INPUT MATERIAL |
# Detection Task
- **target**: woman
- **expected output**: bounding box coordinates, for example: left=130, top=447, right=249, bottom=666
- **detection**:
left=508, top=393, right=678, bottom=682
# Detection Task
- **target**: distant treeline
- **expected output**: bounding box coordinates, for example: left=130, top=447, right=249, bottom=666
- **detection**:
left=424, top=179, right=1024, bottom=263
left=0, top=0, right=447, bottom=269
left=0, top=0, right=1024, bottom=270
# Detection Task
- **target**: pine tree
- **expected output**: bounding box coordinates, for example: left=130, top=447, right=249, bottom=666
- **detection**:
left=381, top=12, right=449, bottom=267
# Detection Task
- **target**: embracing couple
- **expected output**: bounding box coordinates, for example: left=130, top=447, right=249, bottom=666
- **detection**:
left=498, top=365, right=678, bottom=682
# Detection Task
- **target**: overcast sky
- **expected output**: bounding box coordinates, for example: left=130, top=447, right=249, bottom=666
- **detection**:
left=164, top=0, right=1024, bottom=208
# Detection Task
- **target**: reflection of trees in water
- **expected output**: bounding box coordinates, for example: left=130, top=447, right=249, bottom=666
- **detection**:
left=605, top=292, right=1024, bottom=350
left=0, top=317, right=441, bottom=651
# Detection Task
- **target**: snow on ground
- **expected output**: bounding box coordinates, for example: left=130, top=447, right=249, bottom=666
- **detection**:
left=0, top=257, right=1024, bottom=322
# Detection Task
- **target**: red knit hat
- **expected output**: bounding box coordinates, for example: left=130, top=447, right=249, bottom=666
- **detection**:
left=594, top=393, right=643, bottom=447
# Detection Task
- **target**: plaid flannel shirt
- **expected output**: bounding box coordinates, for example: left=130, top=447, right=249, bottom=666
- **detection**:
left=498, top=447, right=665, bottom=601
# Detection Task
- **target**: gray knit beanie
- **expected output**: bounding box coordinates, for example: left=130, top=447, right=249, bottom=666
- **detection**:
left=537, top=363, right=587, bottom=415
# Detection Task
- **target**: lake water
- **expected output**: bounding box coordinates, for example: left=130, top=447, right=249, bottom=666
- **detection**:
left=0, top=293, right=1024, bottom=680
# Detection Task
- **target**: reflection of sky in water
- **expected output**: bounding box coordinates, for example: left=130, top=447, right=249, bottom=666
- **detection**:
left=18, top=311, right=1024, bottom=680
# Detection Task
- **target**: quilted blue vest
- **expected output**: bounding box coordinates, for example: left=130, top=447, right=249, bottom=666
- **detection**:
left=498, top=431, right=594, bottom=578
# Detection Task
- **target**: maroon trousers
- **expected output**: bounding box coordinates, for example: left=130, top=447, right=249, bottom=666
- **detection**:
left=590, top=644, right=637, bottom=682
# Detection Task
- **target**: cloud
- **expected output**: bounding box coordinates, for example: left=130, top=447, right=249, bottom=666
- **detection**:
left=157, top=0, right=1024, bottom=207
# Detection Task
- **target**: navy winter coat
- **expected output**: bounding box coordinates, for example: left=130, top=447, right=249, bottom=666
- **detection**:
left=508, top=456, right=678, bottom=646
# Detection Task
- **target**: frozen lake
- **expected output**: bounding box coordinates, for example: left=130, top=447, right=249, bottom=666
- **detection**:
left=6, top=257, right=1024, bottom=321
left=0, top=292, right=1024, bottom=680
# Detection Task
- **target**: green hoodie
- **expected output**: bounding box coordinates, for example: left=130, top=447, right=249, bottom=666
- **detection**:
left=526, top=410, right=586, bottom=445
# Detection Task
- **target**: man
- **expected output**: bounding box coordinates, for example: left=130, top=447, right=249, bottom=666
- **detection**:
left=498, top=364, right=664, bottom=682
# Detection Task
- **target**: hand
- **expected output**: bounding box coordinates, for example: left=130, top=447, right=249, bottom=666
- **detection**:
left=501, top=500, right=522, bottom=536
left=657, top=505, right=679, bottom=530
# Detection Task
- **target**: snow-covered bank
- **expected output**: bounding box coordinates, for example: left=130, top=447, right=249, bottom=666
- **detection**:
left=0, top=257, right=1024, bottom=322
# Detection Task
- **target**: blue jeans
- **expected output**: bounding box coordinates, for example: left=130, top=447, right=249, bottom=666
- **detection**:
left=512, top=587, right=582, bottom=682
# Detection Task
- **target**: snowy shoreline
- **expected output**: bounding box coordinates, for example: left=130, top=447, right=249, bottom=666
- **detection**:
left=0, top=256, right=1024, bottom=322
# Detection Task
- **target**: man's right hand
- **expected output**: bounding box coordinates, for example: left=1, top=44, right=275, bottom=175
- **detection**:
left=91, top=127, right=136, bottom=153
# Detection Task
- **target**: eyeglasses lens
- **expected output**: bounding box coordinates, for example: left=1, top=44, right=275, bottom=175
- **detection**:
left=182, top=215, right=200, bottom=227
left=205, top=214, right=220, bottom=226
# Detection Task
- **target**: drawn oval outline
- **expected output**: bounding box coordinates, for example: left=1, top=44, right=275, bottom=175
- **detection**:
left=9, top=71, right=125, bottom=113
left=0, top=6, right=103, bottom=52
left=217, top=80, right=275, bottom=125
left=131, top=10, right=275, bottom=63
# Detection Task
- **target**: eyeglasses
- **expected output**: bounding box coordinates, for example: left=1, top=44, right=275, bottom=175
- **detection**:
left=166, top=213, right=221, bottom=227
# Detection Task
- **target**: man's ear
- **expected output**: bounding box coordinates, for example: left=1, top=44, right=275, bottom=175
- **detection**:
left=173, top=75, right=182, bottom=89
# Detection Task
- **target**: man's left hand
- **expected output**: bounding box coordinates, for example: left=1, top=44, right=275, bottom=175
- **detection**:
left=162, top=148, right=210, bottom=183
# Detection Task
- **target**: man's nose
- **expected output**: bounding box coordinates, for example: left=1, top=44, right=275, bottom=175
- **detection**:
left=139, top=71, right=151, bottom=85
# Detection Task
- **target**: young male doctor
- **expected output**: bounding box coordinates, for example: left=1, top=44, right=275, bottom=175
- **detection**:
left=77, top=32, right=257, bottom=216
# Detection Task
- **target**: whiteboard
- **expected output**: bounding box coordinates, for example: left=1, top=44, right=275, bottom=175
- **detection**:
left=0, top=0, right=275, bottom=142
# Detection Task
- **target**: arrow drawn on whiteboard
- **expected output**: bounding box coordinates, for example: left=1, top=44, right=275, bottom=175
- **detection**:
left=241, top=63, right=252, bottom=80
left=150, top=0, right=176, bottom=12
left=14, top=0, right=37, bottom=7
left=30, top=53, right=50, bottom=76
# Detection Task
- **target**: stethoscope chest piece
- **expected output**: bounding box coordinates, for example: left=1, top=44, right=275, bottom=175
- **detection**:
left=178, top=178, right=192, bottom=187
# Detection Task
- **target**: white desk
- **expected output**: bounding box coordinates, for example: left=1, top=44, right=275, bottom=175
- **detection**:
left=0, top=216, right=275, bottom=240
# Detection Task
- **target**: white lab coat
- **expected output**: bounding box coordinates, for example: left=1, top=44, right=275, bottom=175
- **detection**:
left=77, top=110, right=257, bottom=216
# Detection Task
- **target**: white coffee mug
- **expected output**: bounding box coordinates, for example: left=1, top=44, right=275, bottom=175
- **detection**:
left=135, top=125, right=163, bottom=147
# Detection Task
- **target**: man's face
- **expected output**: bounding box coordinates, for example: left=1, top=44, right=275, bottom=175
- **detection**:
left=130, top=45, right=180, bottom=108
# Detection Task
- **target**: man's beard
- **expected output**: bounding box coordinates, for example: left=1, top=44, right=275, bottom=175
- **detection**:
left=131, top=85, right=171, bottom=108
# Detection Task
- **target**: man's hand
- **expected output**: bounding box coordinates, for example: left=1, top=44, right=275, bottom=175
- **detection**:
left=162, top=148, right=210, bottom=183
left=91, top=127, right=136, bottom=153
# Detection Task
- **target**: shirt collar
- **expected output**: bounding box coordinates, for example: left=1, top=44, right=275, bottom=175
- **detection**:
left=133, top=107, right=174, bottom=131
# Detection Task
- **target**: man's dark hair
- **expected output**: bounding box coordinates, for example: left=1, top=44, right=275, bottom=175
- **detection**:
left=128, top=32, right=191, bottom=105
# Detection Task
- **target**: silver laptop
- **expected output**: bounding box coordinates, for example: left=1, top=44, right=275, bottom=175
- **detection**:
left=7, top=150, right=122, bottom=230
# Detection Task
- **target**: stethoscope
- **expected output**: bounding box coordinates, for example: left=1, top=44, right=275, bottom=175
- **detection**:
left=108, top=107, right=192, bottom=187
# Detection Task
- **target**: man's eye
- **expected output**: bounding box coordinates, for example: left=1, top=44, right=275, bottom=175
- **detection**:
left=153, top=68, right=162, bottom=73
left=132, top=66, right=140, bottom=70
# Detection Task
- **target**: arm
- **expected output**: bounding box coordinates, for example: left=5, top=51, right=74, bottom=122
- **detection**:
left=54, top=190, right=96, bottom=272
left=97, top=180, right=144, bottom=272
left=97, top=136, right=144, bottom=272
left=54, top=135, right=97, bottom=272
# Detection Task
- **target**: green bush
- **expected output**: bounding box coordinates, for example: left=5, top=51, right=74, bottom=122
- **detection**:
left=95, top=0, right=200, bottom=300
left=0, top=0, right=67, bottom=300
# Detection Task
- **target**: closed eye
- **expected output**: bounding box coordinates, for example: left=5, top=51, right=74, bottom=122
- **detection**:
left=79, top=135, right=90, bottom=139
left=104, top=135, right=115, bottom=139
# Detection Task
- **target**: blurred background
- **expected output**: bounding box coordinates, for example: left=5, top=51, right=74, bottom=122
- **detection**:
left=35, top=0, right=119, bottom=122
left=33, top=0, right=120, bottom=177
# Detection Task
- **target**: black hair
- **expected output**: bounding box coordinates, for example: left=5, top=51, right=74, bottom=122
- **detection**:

PROBLEM DESCRIPTION |
List every line of the entries above that contains the word "whiteboard".

WRITTEN ANSWER |
- **target**: whiteboard
- **target**: arrow drawn on whiteboard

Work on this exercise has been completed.